▶ [REQUIREMENT]
Go through the records underneath and write each one out again exactly.

▶ [TASK INPUT]

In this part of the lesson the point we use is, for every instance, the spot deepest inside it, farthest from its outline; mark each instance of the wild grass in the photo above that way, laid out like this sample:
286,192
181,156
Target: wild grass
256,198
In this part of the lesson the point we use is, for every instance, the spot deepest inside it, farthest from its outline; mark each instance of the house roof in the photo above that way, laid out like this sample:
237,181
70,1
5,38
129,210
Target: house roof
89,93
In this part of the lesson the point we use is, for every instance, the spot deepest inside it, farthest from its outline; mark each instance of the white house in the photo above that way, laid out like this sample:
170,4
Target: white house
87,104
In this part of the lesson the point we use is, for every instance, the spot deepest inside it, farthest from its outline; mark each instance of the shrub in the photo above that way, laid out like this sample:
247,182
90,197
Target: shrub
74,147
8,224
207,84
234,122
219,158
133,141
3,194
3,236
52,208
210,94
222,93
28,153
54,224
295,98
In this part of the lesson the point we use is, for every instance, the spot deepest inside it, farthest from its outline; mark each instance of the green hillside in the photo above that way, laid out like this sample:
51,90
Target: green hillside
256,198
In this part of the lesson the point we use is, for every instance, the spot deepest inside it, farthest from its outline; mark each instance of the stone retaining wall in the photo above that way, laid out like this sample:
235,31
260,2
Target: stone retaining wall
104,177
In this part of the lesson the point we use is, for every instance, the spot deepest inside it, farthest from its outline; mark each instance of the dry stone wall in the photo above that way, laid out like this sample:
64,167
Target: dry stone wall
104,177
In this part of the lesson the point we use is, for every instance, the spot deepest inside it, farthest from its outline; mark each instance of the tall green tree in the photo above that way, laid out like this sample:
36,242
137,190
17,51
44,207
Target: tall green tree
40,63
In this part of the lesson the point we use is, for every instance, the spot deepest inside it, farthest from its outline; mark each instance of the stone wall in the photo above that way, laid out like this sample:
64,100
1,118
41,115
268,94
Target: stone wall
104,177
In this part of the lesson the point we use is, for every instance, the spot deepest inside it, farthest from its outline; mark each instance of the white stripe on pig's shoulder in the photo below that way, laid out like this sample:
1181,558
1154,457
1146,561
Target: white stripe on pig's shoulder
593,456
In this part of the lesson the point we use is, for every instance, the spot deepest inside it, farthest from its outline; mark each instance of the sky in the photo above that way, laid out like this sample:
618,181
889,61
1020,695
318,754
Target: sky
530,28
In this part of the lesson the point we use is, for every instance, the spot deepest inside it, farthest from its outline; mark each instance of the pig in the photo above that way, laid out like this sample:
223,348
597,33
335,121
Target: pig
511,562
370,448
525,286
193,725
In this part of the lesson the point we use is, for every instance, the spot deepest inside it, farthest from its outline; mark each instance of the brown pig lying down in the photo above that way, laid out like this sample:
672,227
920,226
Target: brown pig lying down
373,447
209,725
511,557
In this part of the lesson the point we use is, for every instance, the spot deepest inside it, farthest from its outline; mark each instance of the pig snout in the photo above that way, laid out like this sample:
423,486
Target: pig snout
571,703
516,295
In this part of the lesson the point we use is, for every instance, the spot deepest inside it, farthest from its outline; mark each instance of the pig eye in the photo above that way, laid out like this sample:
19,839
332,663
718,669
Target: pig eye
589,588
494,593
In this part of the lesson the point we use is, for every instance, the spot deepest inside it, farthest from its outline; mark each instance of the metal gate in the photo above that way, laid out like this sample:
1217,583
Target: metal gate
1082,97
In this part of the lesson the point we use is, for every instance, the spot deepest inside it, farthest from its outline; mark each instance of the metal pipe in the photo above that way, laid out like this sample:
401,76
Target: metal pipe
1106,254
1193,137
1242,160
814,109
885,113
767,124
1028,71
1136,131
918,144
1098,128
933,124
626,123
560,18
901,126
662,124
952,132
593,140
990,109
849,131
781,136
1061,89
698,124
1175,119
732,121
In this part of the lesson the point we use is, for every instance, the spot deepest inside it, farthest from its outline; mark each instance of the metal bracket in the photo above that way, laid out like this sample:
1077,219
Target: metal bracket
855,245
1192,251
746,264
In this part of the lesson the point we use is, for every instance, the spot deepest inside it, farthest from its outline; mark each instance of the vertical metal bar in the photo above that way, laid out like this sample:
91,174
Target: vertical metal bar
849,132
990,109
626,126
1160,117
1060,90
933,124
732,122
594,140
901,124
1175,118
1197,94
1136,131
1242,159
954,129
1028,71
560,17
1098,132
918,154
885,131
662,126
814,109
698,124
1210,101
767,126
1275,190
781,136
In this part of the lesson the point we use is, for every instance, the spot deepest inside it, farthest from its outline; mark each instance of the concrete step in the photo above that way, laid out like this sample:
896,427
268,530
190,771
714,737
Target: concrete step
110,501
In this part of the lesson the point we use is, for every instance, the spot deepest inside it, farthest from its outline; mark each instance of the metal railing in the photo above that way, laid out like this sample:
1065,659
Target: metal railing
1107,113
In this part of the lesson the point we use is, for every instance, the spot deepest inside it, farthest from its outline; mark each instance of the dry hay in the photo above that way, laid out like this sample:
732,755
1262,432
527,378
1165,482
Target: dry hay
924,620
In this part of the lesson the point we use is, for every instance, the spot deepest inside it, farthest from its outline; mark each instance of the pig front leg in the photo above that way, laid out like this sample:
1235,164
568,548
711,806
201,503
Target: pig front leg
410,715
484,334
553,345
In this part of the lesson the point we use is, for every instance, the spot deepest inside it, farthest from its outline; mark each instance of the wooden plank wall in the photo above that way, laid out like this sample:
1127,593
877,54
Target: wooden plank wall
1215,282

▶ [ANSWER]
In this part of the lesson the point we use is, for every instance, the spot deepest inside it, farthest from its outline; mark each instance of the wild grass in the photo above that way, laid out like this sample:
286,192
181,156
Target: wild grass
256,198
In this part of the lesson the point we use is, for every instance, the spot deepest inside it, farthest from its outline; mark each instance of the house roof in the photo above that way, laid out like this sample:
237,181
70,1
5,38
129,210
Target: house roof
89,93
In this part of the lesson the point we use is, for every instance, the spot deepest inside it, farthest from its outline; mark each instance of the white house in the photo above that way, laid out like this sample:
170,4
Target: white house
87,104
In this part of the lesson the point we use is, for every instance, the spot deepest inside it, farthest from its outline; mark each instance of the shrub in the photo above that way, laid out like this sample:
247,182
90,197
Target: shrub
74,147
8,224
207,84
234,122
219,158
133,141
3,194
3,236
52,208
210,94
222,93
28,153
54,224
295,98
In this part of the lesson the point we use is, for every instance, the spot deepest inside it, farthest from its outline; mark each instance of the green hillside in the photo above that way, laid out like this sample:
51,90
Target: green hillside
256,198
In this part of the lesson the point we use is, for every instance, the spot deepest inside it, farthest from its outline; mark each instance of the stone retaining wall in the photo above that way, laid out like this sample:
235,31
260,2
Target: stone retaining wall
104,177
In this part of the lesson the point we use is, for every instance, the spot deepest inside it, farthest from its outline; mark each instance of the dry stone wall in the photo above that way, laid out like this sample:
64,167
Target: dry stone wall
104,177
In this part of the lesson the point we use is, for every instance, the spot deepest inside it, farthest from its outline; mark each instance of the tall green tree in the photo above that way, laid out like this sample:
36,242
137,190
17,51
44,207
Target: tall green tree
40,63
In this part of the lesson the point we use is, for every instance, the spot deepest inside it, farthest from its outline; mark each instance of the stone wall in the photo above that way, laid out like this sample:
64,100
1,118
41,115
268,94
Target: stone wall
104,177
In this part of the lesson the point we use is, for every instance, the spot deepest inside it, farthest from its outline; mark each instance of the white stripe on pig's shoulder in the photo below that way, laid out like this sample:
1181,558
1154,457
1146,561
Target: white stripe on pig's shoulder
593,456
In this part of the lesson the point we use is, for every instance, the spot deepest inside it, farthest from its outline; mark each instance of the sky in the photo above that way, laid out like this sample:
618,181
889,61
1020,695
318,754
Target: sky
530,28
In this part of the lesson the point we use is, for every instance, the spot deepest inside it, farthest from its outline; mark each instance of the pig in the photo above that way, laid out like this sample:
223,348
597,33
335,121
Target: pig
511,562
370,448
525,286
193,725
In this part of the lesson the point we use is, for every instance, the spot deepest inside it, farthest from its outline; mark each instance of the brown pig lying down in the photo above that way, laid out like this sample:
672,227
920,226
Target: brown pig lying down
373,447
209,725
511,557
In this part of the lesson the point we use is, for every instance, the spot deepest inside it, farthest from its outline; mark each instance of the pig snout in the photo above that way, laid out like this sample:
423,486
Target: pig snout
571,703
516,295
In this part of the lesson the point we use is, for every instance, the spot deepest inside it, farthest from its outline; mark each instance of the pig eye in the photo above that way, laid out like this sample:
19,839
332,663
718,669
Target: pig eye
589,588
494,593
In this part of the lesson the point we use is, for every instance, the spot deepest inside it, farthest from its outline; mark each instance of the metal gate in the photo above that way, laid out like this sample:
1217,583
Target: metal gate
1082,97
In this part of the lesson the point we use is, for every instance, the spot deepest inside it, farthest from its outline; mark each instance of the metal pipe in the photo above that way, laid out like this sample:
401,76
Target: metal pipe
1106,254
1193,137
1242,160
814,109
885,113
767,124
1028,71
1136,131
918,144
1098,128
933,124
626,123
560,18
901,126
662,124
952,132
593,140
990,109
849,131
781,136
1061,89
698,124
1175,119
732,121
In this part of the lesson the point we use is, for every instance, the spot deepest inside it, farthest from its outline; mark each instance of the metal bracket in the photo above that way, laid out like this sample:
1077,219
Target: metal bracket
855,245
1192,251
746,264
In this part of the lesson the point we use is, for every instance, the spot deepest inside it, farthest from its outline; mark each instance of the vertical metal bar in the photo above that way, laid out like this sample:
91,174
Target: vertical metal bar
849,132
990,109
626,126
1160,117
1060,90
933,124
732,122
594,140
901,124
1175,118
1197,94
1136,131
1242,159
954,129
1028,71
560,17
1098,132
918,154
885,131
662,126
814,109
698,124
1210,101
767,126
1275,190
781,136
In this part of the lesson the point we use is, for every instance, the spot deepest inside it, farthest from its outline; mark each instance of the concrete step in the photo above that way, laid out like this sample:
896,427
268,530
190,771
714,737
Target: concrete step
110,501
In this part of the lesson the point we use is, for every instance, the spot deepest inside it, farthest from its outline; mark each instance of the metal railing in the photo above that way, laid out like this sample:
1065,659
Target: metal railing
1107,113
In this part of the lesson the point we use is, for every instance, the spot deepest inside it, farthest from its outline; mark each instance of the dry hay in the photo above that way, laid out like this sample:
732,755
1262,432
527,378
1165,482
Target: dry hay
924,620
In this part of the lesson the point we use is, for every instance, the spot deepest inside it, farthest from its outline; mark each instance of the pig front leg in the photo above that way, laid out like this sample:
1235,164
568,548
711,806
201,503
Target: pig front leg
410,715
484,334
553,345
In this part of the lesson the point we use is, for every instance, the spot deepest inside it, farthest from its outline; mark each instance of the wooden plank wall in the photo above that way, laid out like this sample:
1127,593
877,54
Target: wooden plank wall
1215,282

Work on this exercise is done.